» WORK REQUIRED:
Extract every line of the material that contains the string "patch", matching case exactly.
▬▬▬
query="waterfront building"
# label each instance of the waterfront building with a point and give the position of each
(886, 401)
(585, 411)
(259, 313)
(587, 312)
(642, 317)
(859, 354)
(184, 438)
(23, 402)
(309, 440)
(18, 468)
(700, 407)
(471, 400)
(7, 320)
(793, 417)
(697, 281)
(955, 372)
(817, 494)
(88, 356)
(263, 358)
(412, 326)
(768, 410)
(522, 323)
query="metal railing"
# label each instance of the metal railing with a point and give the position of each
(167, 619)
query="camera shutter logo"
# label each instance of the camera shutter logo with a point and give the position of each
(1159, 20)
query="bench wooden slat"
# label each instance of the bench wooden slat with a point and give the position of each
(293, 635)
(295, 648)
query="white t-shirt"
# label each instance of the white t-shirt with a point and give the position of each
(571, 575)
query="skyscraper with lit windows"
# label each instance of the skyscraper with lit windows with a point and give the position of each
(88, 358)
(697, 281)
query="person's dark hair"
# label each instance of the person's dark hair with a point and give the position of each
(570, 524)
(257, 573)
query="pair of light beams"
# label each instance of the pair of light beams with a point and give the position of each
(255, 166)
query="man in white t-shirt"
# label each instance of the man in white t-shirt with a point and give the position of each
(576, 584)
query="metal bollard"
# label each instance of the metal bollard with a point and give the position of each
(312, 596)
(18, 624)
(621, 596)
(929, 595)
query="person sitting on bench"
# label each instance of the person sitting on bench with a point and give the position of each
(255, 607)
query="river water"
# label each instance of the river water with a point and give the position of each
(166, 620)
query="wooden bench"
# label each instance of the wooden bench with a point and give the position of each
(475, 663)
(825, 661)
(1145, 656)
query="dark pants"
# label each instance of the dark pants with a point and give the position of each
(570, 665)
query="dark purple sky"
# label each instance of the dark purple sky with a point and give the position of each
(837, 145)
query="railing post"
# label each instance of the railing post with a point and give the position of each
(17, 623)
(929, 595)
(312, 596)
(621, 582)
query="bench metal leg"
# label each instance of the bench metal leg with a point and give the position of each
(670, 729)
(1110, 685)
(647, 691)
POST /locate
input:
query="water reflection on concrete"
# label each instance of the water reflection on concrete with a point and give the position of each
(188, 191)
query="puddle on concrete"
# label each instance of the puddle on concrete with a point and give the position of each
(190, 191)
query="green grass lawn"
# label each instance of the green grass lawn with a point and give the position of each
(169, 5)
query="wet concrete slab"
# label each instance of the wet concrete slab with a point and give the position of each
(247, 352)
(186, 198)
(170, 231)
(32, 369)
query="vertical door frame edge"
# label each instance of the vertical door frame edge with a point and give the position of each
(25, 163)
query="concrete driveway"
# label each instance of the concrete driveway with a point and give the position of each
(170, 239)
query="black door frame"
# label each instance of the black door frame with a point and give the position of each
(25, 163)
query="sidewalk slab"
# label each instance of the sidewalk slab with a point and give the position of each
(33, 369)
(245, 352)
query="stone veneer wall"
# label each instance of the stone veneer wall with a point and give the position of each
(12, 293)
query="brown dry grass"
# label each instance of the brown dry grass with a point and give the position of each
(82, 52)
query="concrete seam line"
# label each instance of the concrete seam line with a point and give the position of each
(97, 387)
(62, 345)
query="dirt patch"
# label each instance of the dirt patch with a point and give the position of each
▬▬▬
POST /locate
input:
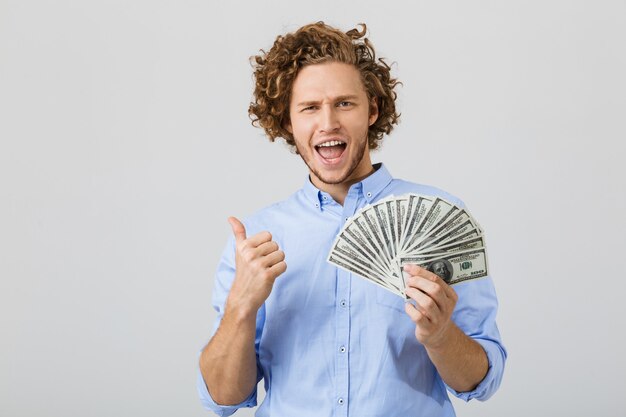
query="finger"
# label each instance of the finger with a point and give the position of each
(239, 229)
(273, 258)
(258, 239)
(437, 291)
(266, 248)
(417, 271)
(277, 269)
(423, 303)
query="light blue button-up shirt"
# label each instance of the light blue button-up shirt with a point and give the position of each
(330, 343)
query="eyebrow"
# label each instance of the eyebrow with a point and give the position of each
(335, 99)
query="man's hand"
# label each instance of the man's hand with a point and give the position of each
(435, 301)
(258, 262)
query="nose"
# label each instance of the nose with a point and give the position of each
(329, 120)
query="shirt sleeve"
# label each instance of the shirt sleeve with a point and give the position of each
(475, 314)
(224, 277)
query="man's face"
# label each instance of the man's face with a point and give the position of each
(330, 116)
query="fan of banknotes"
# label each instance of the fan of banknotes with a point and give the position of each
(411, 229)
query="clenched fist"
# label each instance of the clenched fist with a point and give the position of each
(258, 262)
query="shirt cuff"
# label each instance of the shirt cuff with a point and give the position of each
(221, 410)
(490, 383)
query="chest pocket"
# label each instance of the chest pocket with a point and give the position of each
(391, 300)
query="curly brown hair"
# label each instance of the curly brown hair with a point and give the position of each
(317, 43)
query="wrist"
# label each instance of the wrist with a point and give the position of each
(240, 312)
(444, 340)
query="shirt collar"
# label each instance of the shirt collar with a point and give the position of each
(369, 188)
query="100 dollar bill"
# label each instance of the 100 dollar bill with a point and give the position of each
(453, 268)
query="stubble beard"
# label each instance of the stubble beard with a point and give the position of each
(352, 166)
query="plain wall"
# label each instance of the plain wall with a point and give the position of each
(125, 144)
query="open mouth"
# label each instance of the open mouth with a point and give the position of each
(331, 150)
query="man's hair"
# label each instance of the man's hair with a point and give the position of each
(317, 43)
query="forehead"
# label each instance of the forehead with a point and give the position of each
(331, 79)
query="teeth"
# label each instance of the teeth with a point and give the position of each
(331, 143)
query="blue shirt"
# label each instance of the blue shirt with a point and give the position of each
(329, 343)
▬▬▬
» COMPLETED TASK:
query="dirt patch"
# label each instance of the dirt patch with a point and give the position of each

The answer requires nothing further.